Problem details: Could you set down the part of the festival piece that begins at the words "Those Bicep boys" and stops after "a complete misunderstanding.)", copied word for word?

Reading text:
# # # #
Those Bicep boys are incredibly safe chaps and I share their insatiable thirst for dutty, obscure bangers. If I had to pick one track? Au Sève by Julio Bashmore, obviously! It would be my first desert island disc. (Lauren Laverne, if you’re reading this, please return my calls… what happened at Lovebox was a complete misunderstanding.)
Everyone asks: ‘Keir, how can you still party so hard when you’re nearly sixty? What’s your secret?’ I tell them: some are born ravers, some achieve raveness, and some have raving thrust upon them. So, exclusively for The Fence, I’m looking ahead to this year’s waviest festivals and sharing my tips for keeping the vibes positive through to the autumn sitting. Filthy!
Diehards like me call it ‘Techmental’ due to the quality of the tunes and the never-say-comedown attitude of the crowd. Whoever said ‘rhythm is a dancer’ hasn’t seen Andy ‘Mandy’ McDonald off his tits doing the Crazy Salmon at 10pm – mental! Word on the street is that a special guest appearance by Swedish House Mafia is going to make Dekky ’21 unforgettable! The best thing about a fezzy in the Dam? You can spark bare cones of sweet Mary J when it gets too much – with no static from the feds. Praise Jah!
Heaven ain’t a half-pipe, it’s Croatia in July! I’ve had the best nights of my life – and the best nights I can’t remember – with the Labour louts at Hideout. Soft left B2B hard house: what’s not to love? I’ll never forget 2013, when Miliband – or ‘Milligram’ as we call him, the absolute lightweight – lost his marbles at a particularly naughty Chase and Status drop. Edlar had to be carted off to the first aid tent… epic! 2021 boasts another stellar line-up but I’m praying for a secret set by Disclosure to make this year stark raving mental!
Me and the Westminster squad blow off steam with our annual big bash in little Belgium. ‘Tomorrowland’ has been the Party’s internal shorthand for a hypothetical Labour government ever since 2016, when Jonny Ashworth threw a gargantuan whitey and shat himself during Tiësto – legendary! The line-up is TBC but T-Land 2021 is going to be nothing short of mind-bending – see you centre-front-left.
Dimensions is a tradition with the lads from the CPS. Once a year we get together and lose ourselves in beach, bass and barrister banter all the way – with a little bit of illegal aid to keep the sesh going, obviously! At a boat party in 2014, I got a standing ovation for an epic butt-chugg during Calvin Harris and then got Max Hill to drink from it – what a sap!
# # # #
Source material:
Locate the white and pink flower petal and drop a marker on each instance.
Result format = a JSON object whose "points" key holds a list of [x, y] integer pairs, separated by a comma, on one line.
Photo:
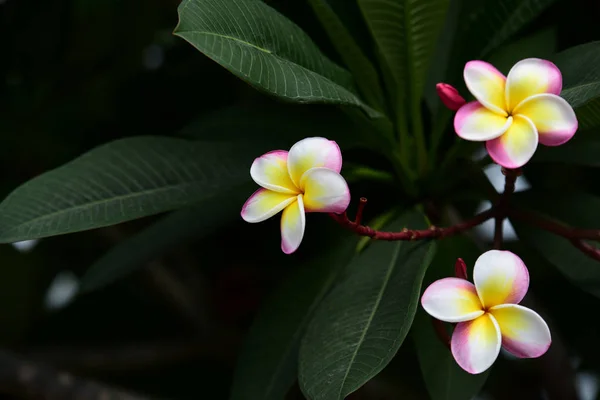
{"points": [[313, 152], [476, 123], [500, 277], [324, 191], [452, 300], [524, 333], [476, 344], [553, 117], [530, 77], [270, 171], [293, 222], [264, 203], [516, 146], [487, 85]]}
# # # #
Response area:
Those Bicep boys are incredibly safe chaps and I share their insatiable thirst for dutty, obscure bangers. If I had to pick one track? Au Sève by Julio Bashmore, obviously! It would be my first desert island disc. (Lauren Laverne, if you’re reading this, please return my calls… what happened at Lovebox was a complete misunderstanding.)